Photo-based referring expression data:
————————
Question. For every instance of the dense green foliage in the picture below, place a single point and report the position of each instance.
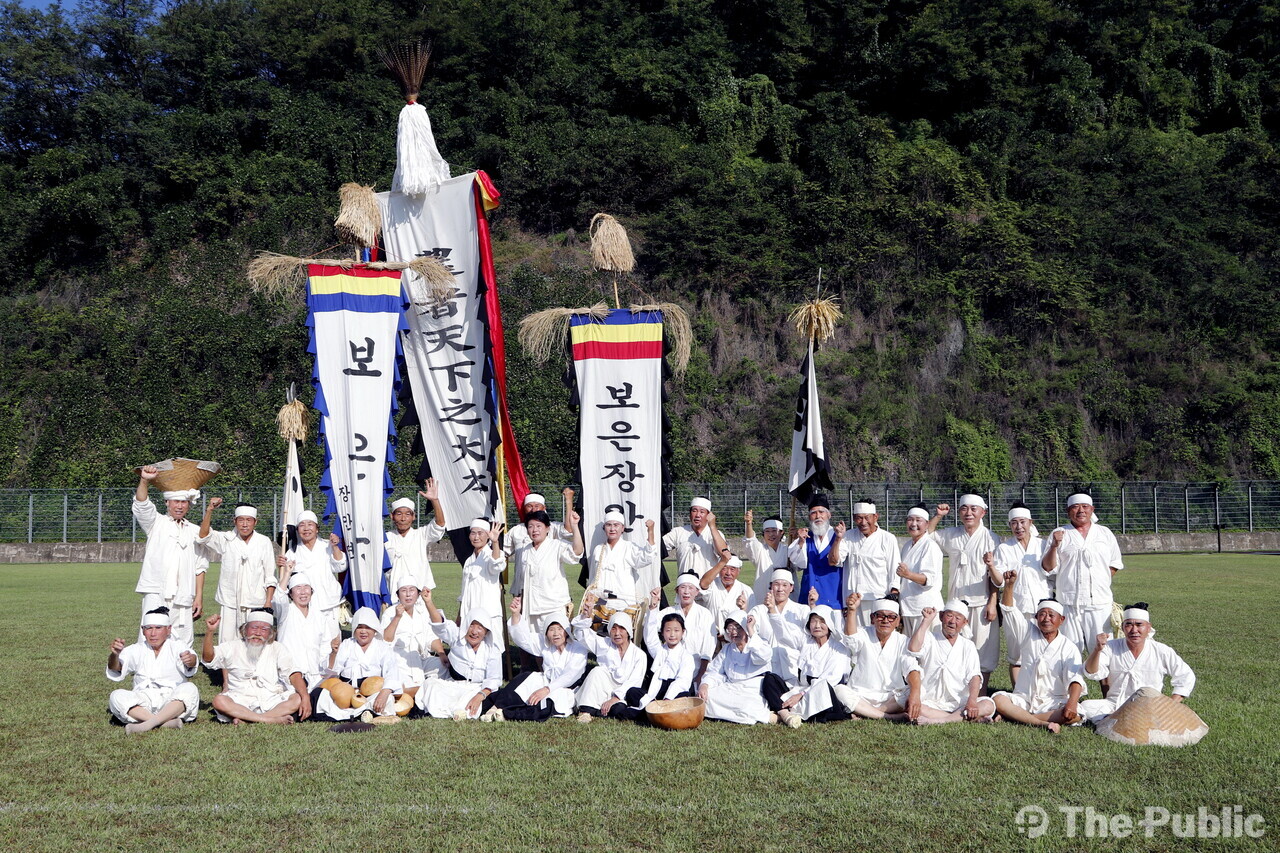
(1054, 227)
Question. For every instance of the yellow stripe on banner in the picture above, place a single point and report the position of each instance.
(627, 333)
(357, 284)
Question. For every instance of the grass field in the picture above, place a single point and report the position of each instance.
(72, 781)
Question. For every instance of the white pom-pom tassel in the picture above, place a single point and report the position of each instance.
(419, 165)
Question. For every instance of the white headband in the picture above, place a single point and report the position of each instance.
(1048, 603)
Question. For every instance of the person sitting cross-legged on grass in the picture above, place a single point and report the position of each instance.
(161, 694)
(1050, 684)
(257, 673)
(945, 675)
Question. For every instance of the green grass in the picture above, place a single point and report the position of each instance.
(72, 781)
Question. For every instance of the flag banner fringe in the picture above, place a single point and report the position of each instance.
(359, 217)
(611, 249)
(545, 333)
(817, 319)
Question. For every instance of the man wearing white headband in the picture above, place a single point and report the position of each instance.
(408, 547)
(767, 556)
(700, 633)
(1132, 662)
(161, 694)
(519, 536)
(699, 544)
(321, 561)
(919, 569)
(173, 564)
(1023, 552)
(305, 629)
(247, 576)
(869, 556)
(1050, 684)
(877, 688)
(967, 547)
(781, 623)
(260, 682)
(944, 676)
(624, 569)
(1086, 556)
(816, 552)
(722, 591)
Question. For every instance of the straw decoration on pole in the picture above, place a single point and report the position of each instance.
(611, 249)
(359, 217)
(817, 319)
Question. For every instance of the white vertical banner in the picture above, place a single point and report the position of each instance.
(617, 365)
(355, 316)
(446, 345)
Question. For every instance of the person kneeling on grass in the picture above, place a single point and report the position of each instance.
(1050, 685)
(475, 661)
(823, 664)
(877, 688)
(620, 662)
(1133, 662)
(539, 696)
(257, 674)
(945, 675)
(364, 656)
(672, 671)
(731, 687)
(161, 694)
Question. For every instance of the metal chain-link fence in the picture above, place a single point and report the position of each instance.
(104, 515)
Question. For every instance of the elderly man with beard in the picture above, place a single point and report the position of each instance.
(1050, 685)
(699, 543)
(944, 678)
(161, 694)
(321, 562)
(816, 552)
(1086, 556)
(1132, 662)
(622, 569)
(173, 565)
(257, 674)
(967, 547)
(247, 576)
(869, 556)
(408, 547)
(545, 593)
(768, 556)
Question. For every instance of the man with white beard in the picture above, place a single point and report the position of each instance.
(812, 553)
(869, 556)
(320, 561)
(257, 674)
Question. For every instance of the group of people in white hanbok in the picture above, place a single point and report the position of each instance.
(837, 624)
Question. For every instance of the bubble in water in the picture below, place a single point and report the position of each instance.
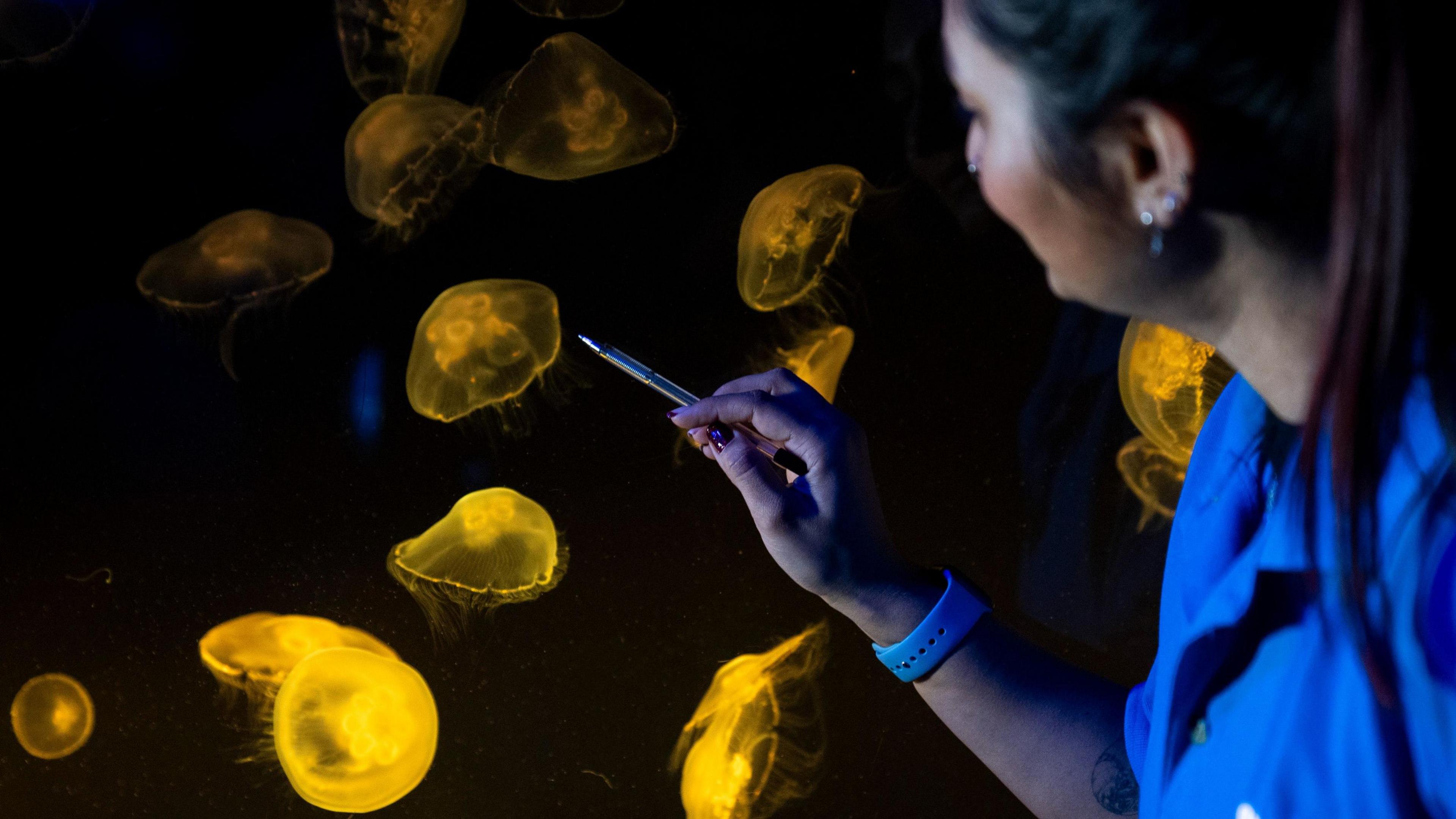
(756, 739)
(355, 731)
(53, 716)
(791, 234)
(397, 46)
(574, 111)
(496, 547)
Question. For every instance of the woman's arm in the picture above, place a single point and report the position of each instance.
(1052, 732)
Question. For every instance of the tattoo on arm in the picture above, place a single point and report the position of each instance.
(1113, 781)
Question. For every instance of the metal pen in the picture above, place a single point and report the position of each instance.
(679, 395)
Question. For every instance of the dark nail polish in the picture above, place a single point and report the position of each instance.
(720, 436)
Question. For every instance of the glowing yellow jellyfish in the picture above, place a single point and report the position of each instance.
(355, 731)
(481, 344)
(257, 652)
(574, 111)
(1168, 384)
(235, 264)
(756, 741)
(820, 356)
(397, 46)
(408, 158)
(496, 547)
(792, 231)
(570, 9)
(53, 716)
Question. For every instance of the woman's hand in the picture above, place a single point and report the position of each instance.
(826, 530)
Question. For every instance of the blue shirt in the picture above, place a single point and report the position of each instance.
(1288, 725)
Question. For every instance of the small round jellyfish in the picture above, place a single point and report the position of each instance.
(34, 33)
(397, 46)
(1154, 477)
(255, 652)
(234, 264)
(53, 716)
(756, 739)
(574, 111)
(819, 358)
(355, 731)
(1168, 384)
(407, 159)
(792, 232)
(481, 344)
(496, 547)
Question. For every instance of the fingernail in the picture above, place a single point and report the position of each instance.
(720, 436)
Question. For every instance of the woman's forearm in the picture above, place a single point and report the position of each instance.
(1049, 731)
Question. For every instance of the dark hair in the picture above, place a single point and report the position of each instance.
(1304, 119)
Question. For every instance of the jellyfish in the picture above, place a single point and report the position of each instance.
(36, 33)
(574, 111)
(820, 356)
(1168, 384)
(355, 731)
(481, 344)
(792, 232)
(407, 159)
(570, 9)
(397, 46)
(758, 739)
(496, 547)
(53, 716)
(255, 652)
(239, 263)
(1154, 477)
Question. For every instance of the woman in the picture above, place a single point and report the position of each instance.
(1243, 173)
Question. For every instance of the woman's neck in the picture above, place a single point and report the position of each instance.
(1266, 318)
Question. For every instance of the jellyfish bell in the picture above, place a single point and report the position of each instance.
(53, 716)
(1168, 382)
(574, 111)
(792, 232)
(494, 547)
(407, 158)
(756, 739)
(1154, 477)
(397, 46)
(237, 263)
(819, 358)
(481, 344)
(570, 9)
(355, 731)
(255, 652)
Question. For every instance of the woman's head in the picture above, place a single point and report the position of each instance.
(1090, 114)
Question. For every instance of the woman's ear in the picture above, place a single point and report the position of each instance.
(1151, 154)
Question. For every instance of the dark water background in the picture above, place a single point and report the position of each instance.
(127, 447)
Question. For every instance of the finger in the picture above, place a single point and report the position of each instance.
(756, 477)
(772, 417)
(778, 381)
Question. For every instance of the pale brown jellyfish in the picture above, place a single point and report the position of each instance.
(255, 652)
(397, 46)
(496, 547)
(408, 158)
(574, 111)
(481, 344)
(53, 716)
(355, 731)
(792, 232)
(570, 9)
(756, 739)
(819, 358)
(235, 264)
(1168, 384)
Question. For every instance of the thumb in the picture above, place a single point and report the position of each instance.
(756, 477)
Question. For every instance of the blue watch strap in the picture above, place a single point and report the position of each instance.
(938, 634)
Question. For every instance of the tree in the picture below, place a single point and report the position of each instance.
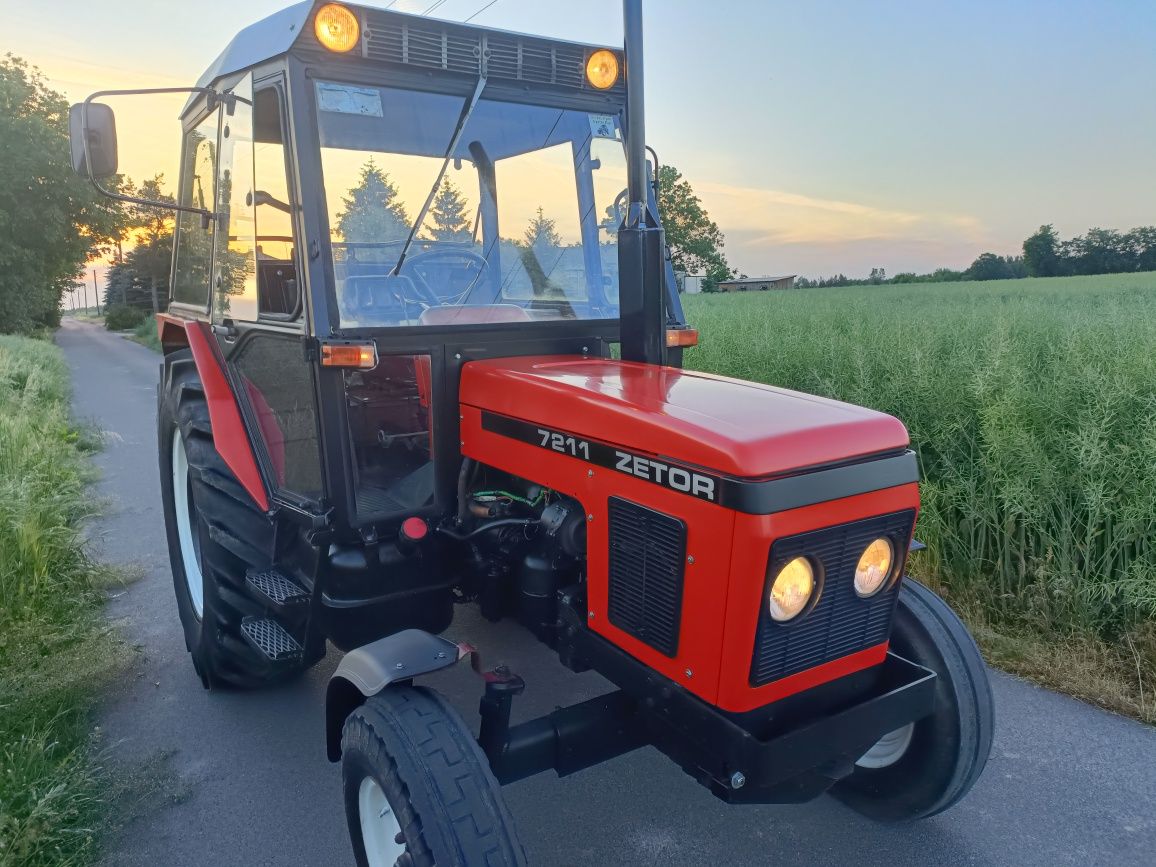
————————
• _Your instructions_:
Could you repeat the data exactly, omitting its pictures?

• _The completed task_:
Question. For every instance of the dense green foliage in the picture below, place a single point and report the position of each instance.
(1054, 227)
Question. For every instance of the yellow stripe on banner in the picture above, place a single point and report the position of each instance.
(627, 333)
(357, 284)
Question. For every instance of the grass field in the picture above, place a single point and report the position of each instance.
(72, 781)
Question. For every instance of the white pom-pom tassel in the picture above, place a single point and report the position of each instance.
(419, 165)
Question. For every instance of the white headband in the picture above, place a single point and report the position of each instance.
(1048, 603)
Question. For every instance of the person sitting cross-legged on grass in the picture above, place a single point and report the position of each instance.
(161, 694)
(1050, 684)
(257, 673)
(945, 675)
Question. For every instance of the green grass in the picture above, place a single point and report the position of each instance.
(72, 781)
Question. For every instance of the flag banner fringe in the picture above, place a single point and report the position of each instance.
(359, 217)
(611, 249)
(545, 333)
(817, 319)
Question. For every instance of the man wearing white headband in the picture above, place a single point and report the position of each instance.
(408, 547)
(767, 556)
(700, 633)
(1132, 662)
(161, 694)
(519, 536)
(699, 544)
(321, 561)
(919, 569)
(173, 564)
(1023, 552)
(305, 629)
(247, 576)
(869, 556)
(1050, 684)
(877, 688)
(967, 547)
(781, 623)
(260, 682)
(944, 676)
(624, 569)
(1086, 556)
(816, 552)
(722, 591)
Question. For every instance of the straw decoration on pole in the picture above, place a single point and report the position of each instance.
(611, 249)
(359, 217)
(817, 319)
Question. For every instance of the white vertical banner in the picture above, place a single point and report the position of each instance.
(617, 365)
(355, 316)
(446, 345)
Question. For every instance of the person kneeling on grass in the picture above, place a single point and report the position of each instance.
(1050, 685)
(475, 661)
(823, 664)
(877, 688)
(620, 662)
(1133, 662)
(539, 696)
(257, 674)
(945, 675)
(364, 656)
(672, 671)
(731, 687)
(161, 694)
Question. For every instance of the metal chain-link fence in the picture above, place a single point and report the position of each instance.
(104, 515)
Question. For every instance of the elderly man with beard in the picture above, place a single point and report the position of each instance.
(1050, 685)
(699, 543)
(944, 678)
(161, 694)
(321, 562)
(816, 552)
(1086, 556)
(1132, 662)
(622, 569)
(173, 565)
(257, 674)
(967, 547)
(247, 576)
(869, 556)
(408, 547)
(545, 593)
(768, 556)
Question. For every instance of the man with white beard in the picture above, place a single point and report the position of each instance.
(812, 553)
(869, 556)
(320, 561)
(257, 674)
Question. For every instance of the group of people in white hanbok in the picture above, place a single point and report the position of each instance.
(837, 624)
Question. For every instance of the bubble in water in the picture below, place a single point and report the position of each instance.
(756, 739)
(355, 731)
(53, 716)
(791, 234)
(397, 46)
(574, 111)
(496, 547)
Question. For every instance of the woman's arm in the picture above, place a single point and report the position of each instance.
(1052, 732)
Question. For every instance of the tattoo on arm in the picture above, place a single point and report the position of each instance.
(1113, 781)
Question. For every instance of the metal pen in the picture above, place a single point and report the position of each instance.
(679, 395)
Question. For every instance of the dark nail polish in the picture above, place a single point and report the position of each instance.
(720, 436)
Question. For every instance of the glowing yellow jellyfish in the picture above, place a single point and report the position of each instance.
(355, 731)
(481, 344)
(257, 652)
(574, 111)
(1168, 384)
(235, 264)
(756, 741)
(820, 356)
(397, 46)
(408, 158)
(496, 547)
(792, 231)
(570, 9)
(53, 716)
Question. For every instance of the woman's hand in the picture above, place a single point and report the position of each instance.
(826, 530)
Question. For every instance of the blue shirt in the picture above, place a single point and report the position of each instance.
(1288, 725)
Question. For every instance of the small round jellyfish in the picture above, place a single point and report the position of each instance.
(34, 33)
(397, 46)
(1154, 477)
(255, 652)
(234, 264)
(53, 716)
(756, 739)
(574, 111)
(819, 358)
(355, 731)
(1168, 384)
(407, 159)
(792, 232)
(481, 344)
(496, 547)
Question. For every instance of the fingernail in the picture above, place a single point and report the position of each instance.
(720, 436)
Question. For every instance of the woman's forearm in the picture above, place a single point and report the position of each instance.
(1049, 731)
Question. For every instance of the dark hair in the picture above, place a single point and report the position of each instance.
(1304, 119)
Question. For every instance of the jellyfish in the picture above, place a single point and report the position of each instance.
(36, 33)
(574, 111)
(820, 356)
(1168, 384)
(355, 731)
(481, 344)
(792, 232)
(407, 159)
(570, 9)
(397, 46)
(758, 739)
(496, 547)
(53, 716)
(255, 652)
(239, 263)
(1154, 477)
Question. For every instance of the woman in the picture above, place a single point and report the position of each instance.
(1243, 173)
Question. For every instance of the woman's neck in the picture above, place a single point and report the position of each instance.
(1266, 318)
Question. For every instance of the jellyfish bell in the picture above, place a single point and report the position of each instance.
(53, 716)
(1168, 382)
(574, 111)
(792, 232)
(494, 547)
(407, 158)
(756, 739)
(1154, 477)
(397, 46)
(237, 263)
(819, 358)
(481, 344)
(570, 9)
(355, 731)
(255, 652)
Question. For every instance of the woman's head in the picture above, place a single point and report the position of each instance.
(1090, 114)
Question. For every instance of the woman's ear in the picture above, place a single point and report the position of each instance.
(1151, 154)
Question. For every instance of the dark water background in the picture above, place a single point and report the position of each instance.
(127, 447)
Question. For every instance of the finger in the picture above, place a single point and report the position of each instance.
(756, 477)
(772, 417)
(778, 381)
Question. For every instance of the pale brown jellyfish in the picture above, place a single point and report the position of each instance.
(255, 652)
(397, 46)
(496, 547)
(408, 158)
(574, 111)
(481, 344)
(53, 716)
(355, 731)
(792, 232)
(570, 9)
(756, 739)
(819, 358)
(235, 264)
(1168, 384)
Question. For every instance of the thumb in the picture above, place a single point and report the position of each instance.
(756, 477)
Question. For every instance of the blue watch strap in the picture above, place a single point and report the position of each instance.
(938, 634)
Question. For every instance of the tree in the picture below, place a single point and report the position of each instance.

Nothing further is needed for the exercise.